> _WHAT YOU SHOULD DO_: Quote the lines in the records below word for word, starting at the line containing "If you could pin the dense" and ending at the line containing "If you could pin the cluster", both included.

-*-

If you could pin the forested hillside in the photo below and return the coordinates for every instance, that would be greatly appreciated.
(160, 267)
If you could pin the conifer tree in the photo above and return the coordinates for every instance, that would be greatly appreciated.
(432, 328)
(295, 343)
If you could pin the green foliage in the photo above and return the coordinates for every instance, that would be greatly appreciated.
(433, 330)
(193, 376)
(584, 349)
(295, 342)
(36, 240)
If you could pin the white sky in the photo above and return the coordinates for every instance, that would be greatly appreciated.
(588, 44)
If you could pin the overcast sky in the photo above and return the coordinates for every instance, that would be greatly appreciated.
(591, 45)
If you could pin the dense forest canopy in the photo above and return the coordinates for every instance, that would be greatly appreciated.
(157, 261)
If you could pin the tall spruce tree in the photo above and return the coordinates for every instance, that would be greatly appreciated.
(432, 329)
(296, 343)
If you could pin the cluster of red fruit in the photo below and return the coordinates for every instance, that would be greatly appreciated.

-*-

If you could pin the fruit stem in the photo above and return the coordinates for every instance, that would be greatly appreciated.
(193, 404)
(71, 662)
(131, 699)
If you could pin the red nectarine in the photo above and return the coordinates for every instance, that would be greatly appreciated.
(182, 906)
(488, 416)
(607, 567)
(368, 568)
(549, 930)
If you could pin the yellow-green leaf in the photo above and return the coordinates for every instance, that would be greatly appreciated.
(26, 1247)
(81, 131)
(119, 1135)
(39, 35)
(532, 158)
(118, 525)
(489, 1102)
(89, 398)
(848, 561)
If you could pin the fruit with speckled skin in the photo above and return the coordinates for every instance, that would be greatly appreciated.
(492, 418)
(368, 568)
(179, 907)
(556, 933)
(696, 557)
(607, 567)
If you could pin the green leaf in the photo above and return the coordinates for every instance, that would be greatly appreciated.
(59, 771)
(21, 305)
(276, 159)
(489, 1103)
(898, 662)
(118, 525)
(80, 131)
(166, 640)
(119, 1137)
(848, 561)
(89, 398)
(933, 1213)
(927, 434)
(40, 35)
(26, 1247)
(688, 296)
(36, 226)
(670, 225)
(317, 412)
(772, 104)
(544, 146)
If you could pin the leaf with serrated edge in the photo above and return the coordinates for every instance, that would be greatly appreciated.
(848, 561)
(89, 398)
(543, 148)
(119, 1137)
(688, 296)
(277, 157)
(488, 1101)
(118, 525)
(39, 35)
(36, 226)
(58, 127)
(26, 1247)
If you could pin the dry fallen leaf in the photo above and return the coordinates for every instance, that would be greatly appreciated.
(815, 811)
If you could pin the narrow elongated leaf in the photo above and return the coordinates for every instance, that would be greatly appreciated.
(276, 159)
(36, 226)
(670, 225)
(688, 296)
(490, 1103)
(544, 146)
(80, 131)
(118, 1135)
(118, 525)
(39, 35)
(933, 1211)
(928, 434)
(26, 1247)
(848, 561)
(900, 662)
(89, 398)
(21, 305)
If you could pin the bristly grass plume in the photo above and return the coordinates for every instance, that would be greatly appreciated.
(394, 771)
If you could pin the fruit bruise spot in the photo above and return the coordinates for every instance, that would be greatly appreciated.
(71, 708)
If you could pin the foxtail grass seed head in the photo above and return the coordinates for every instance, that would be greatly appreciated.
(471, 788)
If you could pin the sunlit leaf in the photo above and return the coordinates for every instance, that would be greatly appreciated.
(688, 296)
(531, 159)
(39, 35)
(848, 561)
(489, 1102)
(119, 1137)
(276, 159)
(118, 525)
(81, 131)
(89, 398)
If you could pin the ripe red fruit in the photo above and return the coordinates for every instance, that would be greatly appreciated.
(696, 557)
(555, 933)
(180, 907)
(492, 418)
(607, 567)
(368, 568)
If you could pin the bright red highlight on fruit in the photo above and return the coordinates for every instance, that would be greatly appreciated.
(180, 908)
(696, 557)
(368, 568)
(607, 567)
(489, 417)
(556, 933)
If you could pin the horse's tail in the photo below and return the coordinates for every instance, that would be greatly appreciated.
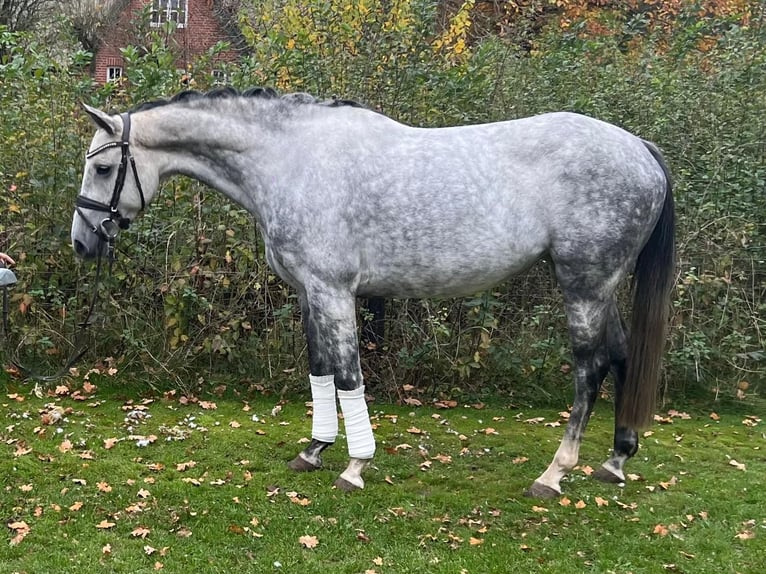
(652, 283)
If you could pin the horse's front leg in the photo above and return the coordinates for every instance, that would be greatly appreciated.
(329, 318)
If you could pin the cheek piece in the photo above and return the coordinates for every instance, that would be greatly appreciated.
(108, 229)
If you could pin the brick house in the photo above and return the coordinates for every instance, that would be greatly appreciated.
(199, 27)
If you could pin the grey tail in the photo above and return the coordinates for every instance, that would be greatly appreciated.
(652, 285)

-*-

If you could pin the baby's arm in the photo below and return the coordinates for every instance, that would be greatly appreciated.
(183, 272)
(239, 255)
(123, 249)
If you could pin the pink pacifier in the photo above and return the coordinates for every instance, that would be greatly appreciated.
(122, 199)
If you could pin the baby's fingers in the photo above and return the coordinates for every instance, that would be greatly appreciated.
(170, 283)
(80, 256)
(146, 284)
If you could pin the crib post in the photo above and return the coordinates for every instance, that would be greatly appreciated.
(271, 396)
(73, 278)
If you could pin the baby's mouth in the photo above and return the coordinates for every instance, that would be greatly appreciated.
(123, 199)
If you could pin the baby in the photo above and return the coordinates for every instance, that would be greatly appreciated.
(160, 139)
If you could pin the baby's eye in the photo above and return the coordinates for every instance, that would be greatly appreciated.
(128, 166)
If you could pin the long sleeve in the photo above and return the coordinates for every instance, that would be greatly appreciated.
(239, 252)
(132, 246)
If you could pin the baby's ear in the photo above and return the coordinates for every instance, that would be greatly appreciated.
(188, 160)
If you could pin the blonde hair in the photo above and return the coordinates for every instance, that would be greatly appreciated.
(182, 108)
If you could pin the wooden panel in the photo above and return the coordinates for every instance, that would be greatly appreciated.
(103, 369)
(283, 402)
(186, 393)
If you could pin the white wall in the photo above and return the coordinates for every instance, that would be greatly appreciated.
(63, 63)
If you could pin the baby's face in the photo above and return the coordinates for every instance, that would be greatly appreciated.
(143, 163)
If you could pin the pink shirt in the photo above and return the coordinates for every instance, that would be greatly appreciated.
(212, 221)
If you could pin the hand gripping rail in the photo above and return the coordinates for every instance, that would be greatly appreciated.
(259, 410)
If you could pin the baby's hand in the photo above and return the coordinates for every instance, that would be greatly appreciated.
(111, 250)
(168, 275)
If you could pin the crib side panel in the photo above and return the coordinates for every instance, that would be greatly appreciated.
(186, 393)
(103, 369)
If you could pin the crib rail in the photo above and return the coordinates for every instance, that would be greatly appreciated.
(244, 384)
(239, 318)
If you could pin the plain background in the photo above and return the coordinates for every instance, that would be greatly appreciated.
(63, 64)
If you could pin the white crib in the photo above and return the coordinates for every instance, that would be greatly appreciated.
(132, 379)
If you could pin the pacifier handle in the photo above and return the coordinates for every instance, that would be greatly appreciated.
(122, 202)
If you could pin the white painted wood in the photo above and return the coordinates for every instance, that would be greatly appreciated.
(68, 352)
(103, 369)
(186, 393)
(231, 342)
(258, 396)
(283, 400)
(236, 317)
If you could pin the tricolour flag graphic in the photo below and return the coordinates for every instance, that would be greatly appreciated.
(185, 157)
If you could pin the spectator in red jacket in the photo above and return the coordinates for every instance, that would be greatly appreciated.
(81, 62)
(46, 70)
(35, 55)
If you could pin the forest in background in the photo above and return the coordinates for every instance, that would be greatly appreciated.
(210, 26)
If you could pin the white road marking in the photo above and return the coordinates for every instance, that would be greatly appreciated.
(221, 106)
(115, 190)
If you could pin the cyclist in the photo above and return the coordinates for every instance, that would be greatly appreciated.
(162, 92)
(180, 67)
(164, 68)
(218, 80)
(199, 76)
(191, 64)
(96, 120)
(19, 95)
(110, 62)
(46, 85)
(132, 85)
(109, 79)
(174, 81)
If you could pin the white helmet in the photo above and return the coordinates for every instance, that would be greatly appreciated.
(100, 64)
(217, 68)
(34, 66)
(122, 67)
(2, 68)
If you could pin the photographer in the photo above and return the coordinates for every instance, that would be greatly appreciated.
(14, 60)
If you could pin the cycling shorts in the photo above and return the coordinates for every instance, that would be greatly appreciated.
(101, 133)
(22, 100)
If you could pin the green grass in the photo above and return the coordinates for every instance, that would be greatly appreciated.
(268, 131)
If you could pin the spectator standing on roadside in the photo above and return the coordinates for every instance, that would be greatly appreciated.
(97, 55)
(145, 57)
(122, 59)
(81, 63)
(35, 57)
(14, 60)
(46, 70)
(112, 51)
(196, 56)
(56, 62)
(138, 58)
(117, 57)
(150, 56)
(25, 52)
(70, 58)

-*-

> _CORRECT RESPONSE_:
If you could pin the dense forest canopy in the photo above and return the coordinates for every instance, that would be greatly appreciated.
(157, 261)
If you could pin the tall spruce tree in the photo above and return the coordinates for every instance, that would be greatly appreciated.
(432, 329)
(296, 343)
If you could pin the cluster of red fruit in the photo below and return the coordinates for every instance, that would be greatly appreciated.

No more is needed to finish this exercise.